• [WORK TO DO]:
Output every item below word for word, keeping each line unchanged and in its original order.

(Object location labeling data)
====
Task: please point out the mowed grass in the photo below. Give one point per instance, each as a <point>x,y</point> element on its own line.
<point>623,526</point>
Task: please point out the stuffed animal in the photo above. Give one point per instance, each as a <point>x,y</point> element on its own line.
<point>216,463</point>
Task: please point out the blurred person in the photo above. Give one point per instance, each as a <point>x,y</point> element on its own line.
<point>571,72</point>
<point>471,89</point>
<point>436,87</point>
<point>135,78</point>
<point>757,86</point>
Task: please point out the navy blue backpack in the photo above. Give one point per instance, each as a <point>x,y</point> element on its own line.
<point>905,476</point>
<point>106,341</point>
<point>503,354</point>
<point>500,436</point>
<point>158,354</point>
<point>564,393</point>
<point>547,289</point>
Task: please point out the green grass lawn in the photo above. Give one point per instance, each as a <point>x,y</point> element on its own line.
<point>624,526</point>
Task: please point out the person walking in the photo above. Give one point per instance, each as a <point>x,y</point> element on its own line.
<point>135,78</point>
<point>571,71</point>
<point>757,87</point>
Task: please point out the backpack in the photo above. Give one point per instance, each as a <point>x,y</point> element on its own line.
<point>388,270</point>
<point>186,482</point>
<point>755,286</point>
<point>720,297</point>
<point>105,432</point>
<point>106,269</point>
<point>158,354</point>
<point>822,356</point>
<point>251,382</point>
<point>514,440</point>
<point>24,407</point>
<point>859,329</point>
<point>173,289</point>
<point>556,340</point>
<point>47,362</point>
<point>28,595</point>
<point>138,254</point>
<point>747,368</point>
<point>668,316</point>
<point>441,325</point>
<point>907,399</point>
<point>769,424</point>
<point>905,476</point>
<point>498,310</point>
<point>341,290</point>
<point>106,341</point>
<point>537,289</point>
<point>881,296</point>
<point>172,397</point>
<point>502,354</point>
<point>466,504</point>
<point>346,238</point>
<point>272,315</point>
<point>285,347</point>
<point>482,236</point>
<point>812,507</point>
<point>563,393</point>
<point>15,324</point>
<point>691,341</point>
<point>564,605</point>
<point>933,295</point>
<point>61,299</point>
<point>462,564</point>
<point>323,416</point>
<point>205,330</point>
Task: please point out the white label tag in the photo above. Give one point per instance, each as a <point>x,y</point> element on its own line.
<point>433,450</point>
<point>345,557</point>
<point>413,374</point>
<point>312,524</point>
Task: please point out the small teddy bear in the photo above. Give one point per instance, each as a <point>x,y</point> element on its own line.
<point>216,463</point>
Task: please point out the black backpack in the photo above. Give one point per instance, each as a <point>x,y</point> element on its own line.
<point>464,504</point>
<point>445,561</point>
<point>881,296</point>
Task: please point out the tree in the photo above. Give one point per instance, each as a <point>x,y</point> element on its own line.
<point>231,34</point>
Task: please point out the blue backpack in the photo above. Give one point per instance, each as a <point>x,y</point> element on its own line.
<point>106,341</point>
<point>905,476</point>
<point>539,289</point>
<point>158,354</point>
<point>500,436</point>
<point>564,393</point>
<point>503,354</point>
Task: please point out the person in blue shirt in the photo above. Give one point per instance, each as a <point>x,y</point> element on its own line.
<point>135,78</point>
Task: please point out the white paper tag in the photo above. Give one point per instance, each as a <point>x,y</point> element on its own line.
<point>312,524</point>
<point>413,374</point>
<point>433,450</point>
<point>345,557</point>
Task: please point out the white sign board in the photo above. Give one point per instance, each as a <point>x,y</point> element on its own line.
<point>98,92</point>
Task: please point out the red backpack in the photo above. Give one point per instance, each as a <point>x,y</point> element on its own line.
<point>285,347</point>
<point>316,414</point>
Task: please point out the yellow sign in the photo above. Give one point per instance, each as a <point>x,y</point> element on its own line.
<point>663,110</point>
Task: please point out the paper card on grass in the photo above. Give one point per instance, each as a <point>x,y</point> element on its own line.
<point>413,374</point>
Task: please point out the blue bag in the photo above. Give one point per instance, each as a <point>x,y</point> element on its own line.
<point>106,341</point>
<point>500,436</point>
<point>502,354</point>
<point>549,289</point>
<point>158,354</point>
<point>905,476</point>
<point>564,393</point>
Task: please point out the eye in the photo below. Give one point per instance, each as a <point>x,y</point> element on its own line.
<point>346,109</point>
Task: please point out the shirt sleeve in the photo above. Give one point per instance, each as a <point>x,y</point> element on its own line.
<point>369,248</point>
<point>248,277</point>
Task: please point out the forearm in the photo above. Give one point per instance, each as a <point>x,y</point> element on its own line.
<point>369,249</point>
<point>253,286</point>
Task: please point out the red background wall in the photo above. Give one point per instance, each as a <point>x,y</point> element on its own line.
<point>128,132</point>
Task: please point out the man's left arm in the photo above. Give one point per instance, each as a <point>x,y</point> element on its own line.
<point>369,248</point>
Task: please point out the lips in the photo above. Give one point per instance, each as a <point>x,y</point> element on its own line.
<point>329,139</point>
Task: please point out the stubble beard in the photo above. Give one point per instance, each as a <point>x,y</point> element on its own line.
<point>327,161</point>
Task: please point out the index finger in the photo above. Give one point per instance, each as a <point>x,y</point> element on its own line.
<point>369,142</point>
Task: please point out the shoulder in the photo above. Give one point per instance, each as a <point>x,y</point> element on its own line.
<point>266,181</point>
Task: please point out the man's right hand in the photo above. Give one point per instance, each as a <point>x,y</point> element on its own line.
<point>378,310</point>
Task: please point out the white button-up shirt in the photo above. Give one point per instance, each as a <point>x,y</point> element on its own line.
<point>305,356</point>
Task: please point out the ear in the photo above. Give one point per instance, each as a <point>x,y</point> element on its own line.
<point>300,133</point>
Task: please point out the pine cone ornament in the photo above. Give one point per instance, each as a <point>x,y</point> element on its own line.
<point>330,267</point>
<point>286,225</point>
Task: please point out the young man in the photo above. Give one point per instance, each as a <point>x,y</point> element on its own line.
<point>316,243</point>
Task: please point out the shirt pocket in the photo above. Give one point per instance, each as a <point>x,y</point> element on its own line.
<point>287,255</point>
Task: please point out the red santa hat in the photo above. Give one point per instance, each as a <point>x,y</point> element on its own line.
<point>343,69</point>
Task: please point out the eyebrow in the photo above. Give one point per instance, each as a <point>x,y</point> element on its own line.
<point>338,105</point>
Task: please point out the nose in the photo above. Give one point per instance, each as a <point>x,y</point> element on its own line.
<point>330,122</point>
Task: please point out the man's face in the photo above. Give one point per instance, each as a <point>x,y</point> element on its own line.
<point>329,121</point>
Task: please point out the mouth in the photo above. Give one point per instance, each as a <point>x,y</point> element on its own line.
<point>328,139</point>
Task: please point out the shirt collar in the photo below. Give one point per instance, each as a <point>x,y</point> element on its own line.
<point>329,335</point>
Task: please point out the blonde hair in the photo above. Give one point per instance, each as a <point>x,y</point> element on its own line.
====
• [RESPONSE FOR THIS EXERCISE]:
Task: please point out the mowed grass in the photo below. Give one point per instance, each as a <point>x,y</point> element on its own line.
<point>623,526</point>
Task: please point out the stuffed animal in the photo above. Give one point per instance, each as a <point>x,y</point> element on its own line.
<point>216,463</point>
Task: please point out the blurred person in the photo above. Give one point per instance, each as a <point>x,y</point> element on its own line.
<point>571,72</point>
<point>471,89</point>
<point>436,87</point>
<point>135,78</point>
<point>757,86</point>
Task: please point out the navy blue backpack in the photo above. Give one point per instance, each as a <point>x,y</point> element on its own line.
<point>905,476</point>
<point>106,341</point>
<point>503,354</point>
<point>500,436</point>
<point>158,354</point>
<point>564,393</point>
<point>547,289</point>
Task: please point out the green grass lawn in the photo above. Give one point per instance, each as a <point>x,y</point> element on its own line.
<point>624,526</point>
Task: please point out the person walking in the photo above. Give one point per instance, each as a <point>x,y</point> element on its own line.
<point>135,78</point>
<point>571,71</point>
<point>757,87</point>
Task: please point out the backpack in the photo above. Give one point per instance, each as a <point>x,y</point> element on its own line.
<point>388,270</point>
<point>186,482</point>
<point>755,286</point>
<point>720,297</point>
<point>105,432</point>
<point>106,269</point>
<point>158,354</point>
<point>822,356</point>
<point>251,382</point>
<point>514,440</point>
<point>24,407</point>
<point>859,329</point>
<point>173,289</point>
<point>556,340</point>
<point>47,362</point>
<point>28,595</point>
<point>138,254</point>
<point>747,368</point>
<point>668,316</point>
<point>441,325</point>
<point>907,399</point>
<point>769,424</point>
<point>905,476</point>
<point>498,310</point>
<point>341,290</point>
<point>106,341</point>
<point>537,289</point>
<point>881,296</point>
<point>172,397</point>
<point>502,354</point>
<point>466,504</point>
<point>346,238</point>
<point>272,315</point>
<point>285,347</point>
<point>482,236</point>
<point>812,507</point>
<point>563,393</point>
<point>15,324</point>
<point>691,341</point>
<point>564,605</point>
<point>933,295</point>
<point>61,299</point>
<point>462,564</point>
<point>323,416</point>
<point>205,330</point>
Task: please point out the white label tag in the photo above. Give one point per instance, each as a <point>x,y</point> element on its own line.
<point>433,450</point>
<point>345,557</point>
<point>413,374</point>
<point>312,524</point>
Task: please point out the small teddy bear in the photo above. Give one point per instance, each as a <point>x,y</point> element on its own line.
<point>216,463</point>
Task: please point out the black backpack in the photo above. Give one point per instance, each as a <point>x,y</point> element on its own line.
<point>464,504</point>
<point>445,561</point>
<point>881,296</point>
Task: please point out the tree in the photo above. Give one point per instance, each as a <point>x,y</point> element on its own line.
<point>231,34</point>
Task: please point out the blue backpack in the photo above. Give one point per instance, each as a <point>x,y</point> element on its own line.
<point>106,341</point>
<point>905,476</point>
<point>539,289</point>
<point>158,354</point>
<point>500,436</point>
<point>564,393</point>
<point>503,354</point>
Task: please point out the person in blue shirt in the photo above. Give one point per instance, each as a <point>x,y</point> element on its own line.
<point>135,78</point>
Task: please point out the white paper tag in the photo above. Give one point per instance, each as a <point>x,y</point> element on its own line.
<point>312,524</point>
<point>413,374</point>
<point>433,450</point>
<point>345,557</point>
Task: please point out the white sign board in the photo above. Give one point per instance, each as a <point>x,y</point> element on its own line.
<point>98,92</point>
Task: please point out the red backpack in the photo above. Give one point per instance, each as a <point>x,y</point> element on its own line.
<point>285,347</point>
<point>316,414</point>
Task: please point out the yellow sign in the photo above. Give one point per instance, each as a <point>x,y</point> element on its own line.
<point>663,110</point>
Task: please point out the paper card on grass in the photo above. Give one point per instance, each as a <point>x,y</point> element on its own line.
<point>413,374</point>
Task: please point out the blue bag in the photo above. Give one point per instance, each as a <point>x,y</point> element on its own line.
<point>106,341</point>
<point>500,436</point>
<point>502,354</point>
<point>549,289</point>
<point>158,354</point>
<point>905,476</point>
<point>564,393</point>
Task: please point out the eye in the photo below. Give one point per instance, each as a <point>x,y</point> element on its own line.
<point>346,109</point>
Task: please point out the shirt sleeve in the photo above. Give one point per instance, each as a <point>x,y</point> element on its own line.
<point>369,248</point>
<point>248,277</point>
Task: please point out the forearm in the photo above. Give one point per instance, each as a <point>x,y</point> element on its own line.
<point>369,249</point>
<point>253,286</point>
Task: please point out the red background wall in the photo above. Give one point per instance, each as a <point>x,y</point> element on its own line.
<point>128,132</point>
Task: please point out the man's left arm in the photo above. Give one point per instance, each as a <point>x,y</point> element on its own line.
<point>369,248</point>
Task: please point out the lips in the photo above. Give one point per instance, each as a <point>x,y</point> element on its own line.
<point>329,139</point>
Task: please point out the stubble beard in the photo above. Give one point per instance, each as a <point>x,y</point> element on its own line.
<point>327,161</point>
Task: please point out the index finger in the photo above. Give one point per instance, each as a <point>x,y</point> element on its own line.
<point>369,142</point>
Task: please point out the shoulder in the photo above. Give one point per instance, each as a <point>x,y</point> element on its own line.
<point>266,181</point>
Task: please point out the man's right hand in the photo above. Give one point per instance, each as a <point>x,y</point> element on its own line.
<point>378,310</point>
Task: please point out the white button-up shirt in the photo above. Give one point per instance, each as a <point>x,y</point> element on its own line.
<point>305,356</point>
Task: please point out the ear in the photo above. Give one point per instance, each as a <point>x,y</point> element on its own line.
<point>300,133</point>
Task: please point out the pine cone ornament in the photo above. Give one point per instance, each as a <point>x,y</point> element on its own line.
<point>330,267</point>
<point>286,225</point>
Task: please point out the young man in the photo above. Give one point per instance, each as a <point>x,y</point> element on its own line.
<point>316,243</point>
Task: please point out the shirt pocket in the photo above. Give one point per instance, each as a <point>x,y</point> element on its own line.
<point>287,255</point>
Task: please point out the red santa hat in the photo above. Give one point per instance, each as a <point>x,y</point> element on its own line.
<point>343,69</point>
Task: please point out the eyebrow in the photo above. Give one point per instance, each as a <point>x,y</point> element on its own line.
<point>338,105</point>
Task: please point out the nose in the photo above. Give one point per instance, each as a <point>x,y</point> element on its own line.
<point>330,122</point>
Task: please point out the man's face in the photo above. Give one point per instance, each as a <point>x,y</point> element on its own line.
<point>329,121</point>
Task: please point out the mouth in the photo above. Give one point per instance, each as a <point>x,y</point> element on its own line.
<point>328,139</point>
Task: please point out the shirt collar in the photo below. Give one point per instance, each as a <point>x,y</point> element on its own line.
<point>329,335</point>
Task: please point out the blonde hair in the photo above. Give one point per instance, each as a <point>x,y</point> element on its own line.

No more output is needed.